##### Excerpted data

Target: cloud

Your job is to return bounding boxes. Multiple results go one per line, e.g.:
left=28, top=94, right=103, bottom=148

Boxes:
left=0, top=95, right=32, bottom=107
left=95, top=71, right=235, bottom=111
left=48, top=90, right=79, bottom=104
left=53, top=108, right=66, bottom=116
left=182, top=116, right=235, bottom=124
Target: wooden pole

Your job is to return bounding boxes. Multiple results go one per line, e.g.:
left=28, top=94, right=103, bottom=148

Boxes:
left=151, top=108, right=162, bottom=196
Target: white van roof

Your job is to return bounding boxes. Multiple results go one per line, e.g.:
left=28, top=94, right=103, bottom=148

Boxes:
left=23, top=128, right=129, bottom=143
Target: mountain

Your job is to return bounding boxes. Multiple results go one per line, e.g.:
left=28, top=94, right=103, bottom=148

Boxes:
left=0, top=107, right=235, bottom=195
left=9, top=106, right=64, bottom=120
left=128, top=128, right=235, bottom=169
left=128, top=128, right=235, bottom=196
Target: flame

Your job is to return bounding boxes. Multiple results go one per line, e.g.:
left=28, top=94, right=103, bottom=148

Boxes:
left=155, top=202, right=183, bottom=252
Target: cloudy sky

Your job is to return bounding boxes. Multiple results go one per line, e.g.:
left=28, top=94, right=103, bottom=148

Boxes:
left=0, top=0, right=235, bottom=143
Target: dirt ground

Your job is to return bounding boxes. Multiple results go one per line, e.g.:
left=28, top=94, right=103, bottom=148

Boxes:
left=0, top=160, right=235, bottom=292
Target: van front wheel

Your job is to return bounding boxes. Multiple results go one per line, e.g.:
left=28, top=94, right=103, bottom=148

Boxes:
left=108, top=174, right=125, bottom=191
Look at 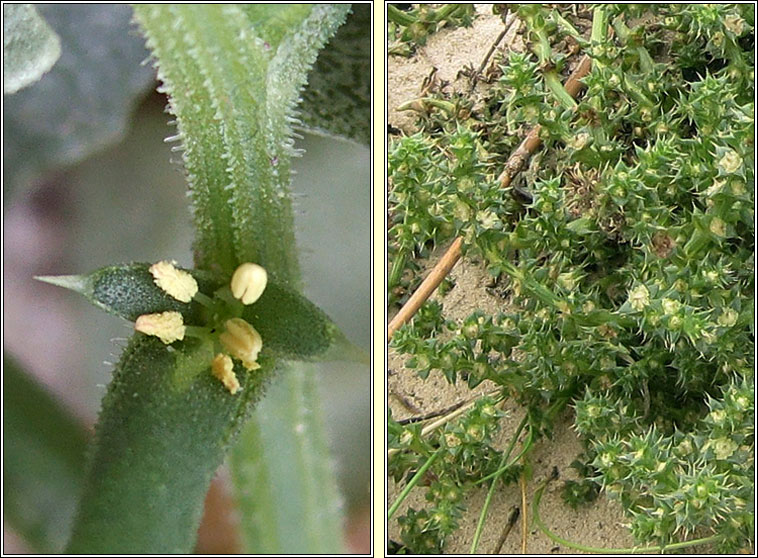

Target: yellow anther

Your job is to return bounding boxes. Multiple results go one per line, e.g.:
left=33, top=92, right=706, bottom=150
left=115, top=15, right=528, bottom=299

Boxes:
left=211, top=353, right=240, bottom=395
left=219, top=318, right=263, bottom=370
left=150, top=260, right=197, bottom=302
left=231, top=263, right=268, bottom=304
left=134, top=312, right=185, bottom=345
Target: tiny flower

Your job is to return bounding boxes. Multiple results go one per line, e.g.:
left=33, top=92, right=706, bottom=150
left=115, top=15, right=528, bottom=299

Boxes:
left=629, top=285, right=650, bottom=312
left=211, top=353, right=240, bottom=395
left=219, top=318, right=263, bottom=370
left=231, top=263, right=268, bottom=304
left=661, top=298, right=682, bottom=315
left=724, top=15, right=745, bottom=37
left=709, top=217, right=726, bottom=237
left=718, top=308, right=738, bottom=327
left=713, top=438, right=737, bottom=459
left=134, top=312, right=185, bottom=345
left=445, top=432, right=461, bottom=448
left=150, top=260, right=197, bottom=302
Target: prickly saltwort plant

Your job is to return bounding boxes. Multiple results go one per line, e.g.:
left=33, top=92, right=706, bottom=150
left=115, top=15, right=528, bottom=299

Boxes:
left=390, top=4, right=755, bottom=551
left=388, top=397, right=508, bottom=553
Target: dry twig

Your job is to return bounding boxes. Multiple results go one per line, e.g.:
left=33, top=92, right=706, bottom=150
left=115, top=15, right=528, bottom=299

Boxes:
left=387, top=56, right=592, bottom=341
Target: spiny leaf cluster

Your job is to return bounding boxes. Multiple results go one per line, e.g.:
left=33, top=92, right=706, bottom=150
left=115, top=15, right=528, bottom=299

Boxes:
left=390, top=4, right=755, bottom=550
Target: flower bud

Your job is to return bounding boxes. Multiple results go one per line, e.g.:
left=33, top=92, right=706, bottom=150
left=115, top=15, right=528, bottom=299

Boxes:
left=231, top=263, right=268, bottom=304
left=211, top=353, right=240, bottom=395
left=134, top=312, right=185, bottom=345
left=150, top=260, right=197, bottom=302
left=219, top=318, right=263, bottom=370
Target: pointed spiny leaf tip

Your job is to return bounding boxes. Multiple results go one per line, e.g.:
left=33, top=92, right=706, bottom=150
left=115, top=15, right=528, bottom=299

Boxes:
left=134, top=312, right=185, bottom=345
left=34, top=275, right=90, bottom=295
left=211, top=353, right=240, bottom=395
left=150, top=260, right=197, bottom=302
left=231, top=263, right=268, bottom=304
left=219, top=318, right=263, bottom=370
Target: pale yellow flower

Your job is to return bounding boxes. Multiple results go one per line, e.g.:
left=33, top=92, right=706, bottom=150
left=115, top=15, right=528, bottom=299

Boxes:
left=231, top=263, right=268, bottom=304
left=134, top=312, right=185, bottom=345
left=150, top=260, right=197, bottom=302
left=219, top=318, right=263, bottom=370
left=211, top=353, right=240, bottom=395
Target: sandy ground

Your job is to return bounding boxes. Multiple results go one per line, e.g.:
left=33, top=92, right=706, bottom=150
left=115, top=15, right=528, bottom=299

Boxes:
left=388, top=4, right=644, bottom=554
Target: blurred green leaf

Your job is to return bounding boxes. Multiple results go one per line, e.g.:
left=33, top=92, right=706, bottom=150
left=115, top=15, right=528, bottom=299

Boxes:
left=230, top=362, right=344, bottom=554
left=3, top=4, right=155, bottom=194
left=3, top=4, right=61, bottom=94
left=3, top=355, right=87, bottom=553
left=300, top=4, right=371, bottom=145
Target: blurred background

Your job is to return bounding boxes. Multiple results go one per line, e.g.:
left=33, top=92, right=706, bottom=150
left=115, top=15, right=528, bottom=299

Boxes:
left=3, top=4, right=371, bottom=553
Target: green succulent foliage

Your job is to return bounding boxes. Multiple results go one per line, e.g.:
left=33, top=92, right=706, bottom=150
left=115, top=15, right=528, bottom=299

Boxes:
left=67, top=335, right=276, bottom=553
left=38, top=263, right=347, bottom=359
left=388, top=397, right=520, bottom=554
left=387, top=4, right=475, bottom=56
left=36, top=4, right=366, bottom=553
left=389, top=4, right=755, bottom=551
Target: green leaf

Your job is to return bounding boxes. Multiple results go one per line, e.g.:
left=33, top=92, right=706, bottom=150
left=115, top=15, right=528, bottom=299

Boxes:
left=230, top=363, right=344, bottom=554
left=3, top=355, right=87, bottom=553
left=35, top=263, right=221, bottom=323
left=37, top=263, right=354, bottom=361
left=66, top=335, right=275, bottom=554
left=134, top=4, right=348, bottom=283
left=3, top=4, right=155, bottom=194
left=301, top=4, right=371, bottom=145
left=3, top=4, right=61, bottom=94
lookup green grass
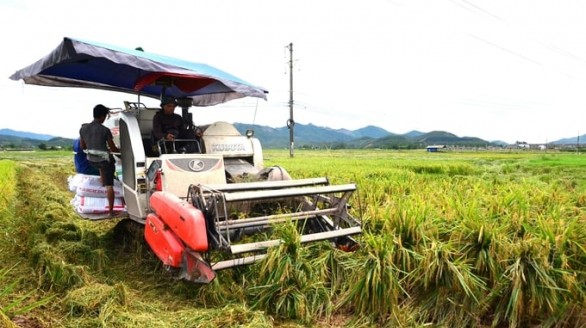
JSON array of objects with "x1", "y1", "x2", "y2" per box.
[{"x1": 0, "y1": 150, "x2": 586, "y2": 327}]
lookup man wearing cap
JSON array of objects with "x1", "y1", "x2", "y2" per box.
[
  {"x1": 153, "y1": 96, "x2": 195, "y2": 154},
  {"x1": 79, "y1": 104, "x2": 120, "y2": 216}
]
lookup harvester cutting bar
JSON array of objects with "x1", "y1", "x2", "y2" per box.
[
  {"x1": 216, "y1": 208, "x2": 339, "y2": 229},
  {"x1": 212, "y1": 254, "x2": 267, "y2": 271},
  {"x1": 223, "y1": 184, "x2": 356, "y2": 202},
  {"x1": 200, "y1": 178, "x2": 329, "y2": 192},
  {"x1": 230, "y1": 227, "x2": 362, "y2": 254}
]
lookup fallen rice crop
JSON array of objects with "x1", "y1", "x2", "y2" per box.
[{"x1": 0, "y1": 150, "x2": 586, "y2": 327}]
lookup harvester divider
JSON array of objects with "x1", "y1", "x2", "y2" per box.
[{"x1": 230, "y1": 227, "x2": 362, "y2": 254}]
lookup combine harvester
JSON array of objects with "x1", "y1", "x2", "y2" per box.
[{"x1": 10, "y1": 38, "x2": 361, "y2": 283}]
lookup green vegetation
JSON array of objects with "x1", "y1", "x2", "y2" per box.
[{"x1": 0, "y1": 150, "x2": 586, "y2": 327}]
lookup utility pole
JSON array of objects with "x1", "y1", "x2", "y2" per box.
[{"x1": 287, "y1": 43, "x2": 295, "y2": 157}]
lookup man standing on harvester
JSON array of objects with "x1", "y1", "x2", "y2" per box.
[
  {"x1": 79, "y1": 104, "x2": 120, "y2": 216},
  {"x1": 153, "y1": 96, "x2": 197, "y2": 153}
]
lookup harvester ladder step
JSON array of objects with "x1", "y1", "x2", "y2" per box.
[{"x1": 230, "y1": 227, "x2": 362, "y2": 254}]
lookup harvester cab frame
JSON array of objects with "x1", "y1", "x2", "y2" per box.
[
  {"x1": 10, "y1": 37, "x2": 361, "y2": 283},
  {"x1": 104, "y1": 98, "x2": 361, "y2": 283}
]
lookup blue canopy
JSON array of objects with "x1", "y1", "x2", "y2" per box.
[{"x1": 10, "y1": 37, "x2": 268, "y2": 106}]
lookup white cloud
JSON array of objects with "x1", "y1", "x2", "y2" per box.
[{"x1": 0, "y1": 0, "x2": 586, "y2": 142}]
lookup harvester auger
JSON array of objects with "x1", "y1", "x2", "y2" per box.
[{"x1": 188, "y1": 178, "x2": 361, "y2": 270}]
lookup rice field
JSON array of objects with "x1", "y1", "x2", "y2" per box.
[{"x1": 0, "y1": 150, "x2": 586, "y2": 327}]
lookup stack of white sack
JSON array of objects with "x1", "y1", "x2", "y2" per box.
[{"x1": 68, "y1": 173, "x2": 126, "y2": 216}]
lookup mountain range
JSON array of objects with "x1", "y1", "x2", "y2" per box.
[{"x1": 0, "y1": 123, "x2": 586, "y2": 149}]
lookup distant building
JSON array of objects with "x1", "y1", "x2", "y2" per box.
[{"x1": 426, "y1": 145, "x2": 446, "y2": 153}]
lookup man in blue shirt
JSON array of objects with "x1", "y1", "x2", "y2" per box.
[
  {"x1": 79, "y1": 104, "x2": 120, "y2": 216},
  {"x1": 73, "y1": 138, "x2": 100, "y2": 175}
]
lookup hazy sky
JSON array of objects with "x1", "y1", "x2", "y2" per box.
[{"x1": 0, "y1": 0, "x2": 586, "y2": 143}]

##########
##### Excerpted data

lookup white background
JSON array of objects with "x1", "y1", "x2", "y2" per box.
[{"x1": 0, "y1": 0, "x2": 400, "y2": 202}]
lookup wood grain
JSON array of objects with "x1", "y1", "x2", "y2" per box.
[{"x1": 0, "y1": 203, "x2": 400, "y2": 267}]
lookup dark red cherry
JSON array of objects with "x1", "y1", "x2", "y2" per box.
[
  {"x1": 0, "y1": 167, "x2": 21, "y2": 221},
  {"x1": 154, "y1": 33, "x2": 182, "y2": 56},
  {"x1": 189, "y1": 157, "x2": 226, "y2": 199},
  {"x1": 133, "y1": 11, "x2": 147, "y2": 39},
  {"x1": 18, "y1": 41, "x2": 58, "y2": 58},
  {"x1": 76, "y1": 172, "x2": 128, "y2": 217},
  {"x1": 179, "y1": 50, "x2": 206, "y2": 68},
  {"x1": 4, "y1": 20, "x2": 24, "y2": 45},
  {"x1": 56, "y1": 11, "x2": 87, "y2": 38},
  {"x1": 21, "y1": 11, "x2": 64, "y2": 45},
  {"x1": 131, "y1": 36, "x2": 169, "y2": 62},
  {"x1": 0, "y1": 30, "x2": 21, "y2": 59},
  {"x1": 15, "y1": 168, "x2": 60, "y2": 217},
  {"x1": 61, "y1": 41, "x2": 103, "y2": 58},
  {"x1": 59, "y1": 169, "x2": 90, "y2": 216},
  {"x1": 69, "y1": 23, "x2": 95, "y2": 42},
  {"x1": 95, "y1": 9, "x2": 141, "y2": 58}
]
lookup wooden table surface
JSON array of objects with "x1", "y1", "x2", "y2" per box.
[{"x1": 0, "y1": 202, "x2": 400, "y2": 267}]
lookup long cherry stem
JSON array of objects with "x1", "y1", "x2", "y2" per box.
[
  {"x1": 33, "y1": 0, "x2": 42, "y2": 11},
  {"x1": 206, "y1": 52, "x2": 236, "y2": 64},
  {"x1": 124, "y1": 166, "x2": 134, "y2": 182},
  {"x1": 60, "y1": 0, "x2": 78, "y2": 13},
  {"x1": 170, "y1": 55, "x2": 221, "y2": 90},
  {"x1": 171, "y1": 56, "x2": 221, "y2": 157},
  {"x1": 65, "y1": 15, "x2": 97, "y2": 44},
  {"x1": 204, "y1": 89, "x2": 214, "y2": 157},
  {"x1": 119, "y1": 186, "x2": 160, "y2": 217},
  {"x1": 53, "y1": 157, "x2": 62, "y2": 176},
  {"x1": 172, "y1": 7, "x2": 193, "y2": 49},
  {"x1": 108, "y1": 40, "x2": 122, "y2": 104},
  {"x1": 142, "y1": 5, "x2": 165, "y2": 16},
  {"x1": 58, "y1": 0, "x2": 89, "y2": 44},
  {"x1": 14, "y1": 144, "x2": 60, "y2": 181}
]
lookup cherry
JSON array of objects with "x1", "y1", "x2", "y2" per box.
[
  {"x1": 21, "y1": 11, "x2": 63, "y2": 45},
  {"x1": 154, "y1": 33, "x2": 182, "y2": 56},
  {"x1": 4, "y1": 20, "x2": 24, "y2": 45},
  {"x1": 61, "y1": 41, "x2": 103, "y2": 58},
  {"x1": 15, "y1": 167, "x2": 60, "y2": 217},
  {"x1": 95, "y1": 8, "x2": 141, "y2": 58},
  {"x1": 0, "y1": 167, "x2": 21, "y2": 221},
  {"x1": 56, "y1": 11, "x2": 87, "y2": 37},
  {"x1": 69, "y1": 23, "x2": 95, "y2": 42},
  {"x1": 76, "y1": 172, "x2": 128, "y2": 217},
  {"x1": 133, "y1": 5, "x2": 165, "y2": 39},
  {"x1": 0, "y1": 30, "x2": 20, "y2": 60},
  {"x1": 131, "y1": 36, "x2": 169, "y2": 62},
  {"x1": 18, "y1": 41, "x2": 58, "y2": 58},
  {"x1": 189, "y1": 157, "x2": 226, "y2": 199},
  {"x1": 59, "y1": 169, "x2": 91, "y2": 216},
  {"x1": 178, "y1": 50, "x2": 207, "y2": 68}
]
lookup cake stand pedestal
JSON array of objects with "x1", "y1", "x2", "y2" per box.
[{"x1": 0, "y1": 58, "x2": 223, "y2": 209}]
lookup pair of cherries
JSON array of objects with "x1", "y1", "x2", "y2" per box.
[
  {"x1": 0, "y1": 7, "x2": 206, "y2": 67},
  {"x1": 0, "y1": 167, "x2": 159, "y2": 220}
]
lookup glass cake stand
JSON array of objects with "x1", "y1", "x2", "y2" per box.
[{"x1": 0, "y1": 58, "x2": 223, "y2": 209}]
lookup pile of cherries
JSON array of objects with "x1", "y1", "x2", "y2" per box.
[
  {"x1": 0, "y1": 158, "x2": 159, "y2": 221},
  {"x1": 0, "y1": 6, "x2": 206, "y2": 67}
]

##########

#### The exercise
Rewrite the items between the lines holding "Target: flower bud" and "left=388, top=4, right=644, bottom=554", inclusive, keeping their requests, and offset every box coordinate in the answers by adding 6. Leave the sample coordinates in the requests unchanged, and give only these items.

#### Answer
Target: flower bud

Your job is to return bounding boxes. Multiple results go one per line, e.g.:
left=33, top=92, right=706, bottom=150
left=115, top=15, right=528, bottom=299

Boxes:
left=237, top=269, right=274, bottom=310
left=217, top=359, right=246, bottom=401
left=140, top=318, right=191, bottom=351
left=156, top=266, right=203, bottom=308
left=225, top=324, right=269, bottom=376
Target: pointed spiny leaf tip

Your job is to return bounding boxes. Multiple results go one per line, e.g.:
left=33, top=92, right=706, bottom=150
left=115, top=15, right=528, bottom=299

Boxes:
left=140, top=318, right=191, bottom=351
left=40, top=281, right=96, bottom=301
left=217, top=359, right=246, bottom=401
left=156, top=266, right=203, bottom=308
left=237, top=269, right=274, bottom=310
left=225, top=324, right=269, bottom=376
Target: pale yellow flower

Your job is to return bounding boxes. Multiple results go one per line, e.g.:
left=33, top=92, right=706, bottom=150
left=115, top=15, right=528, bottom=299

Boxes:
left=237, top=269, right=274, bottom=310
left=140, top=318, right=191, bottom=351
left=156, top=266, right=203, bottom=308
left=225, top=324, right=269, bottom=376
left=217, top=359, right=246, bottom=401
Target: sandy ground

Your job is to return bounding boxes. Multiple results go one per line, e.g.:
left=33, top=92, right=706, bottom=150
left=115, top=15, right=528, bottom=299

Boxes:
left=394, top=10, right=650, bottom=560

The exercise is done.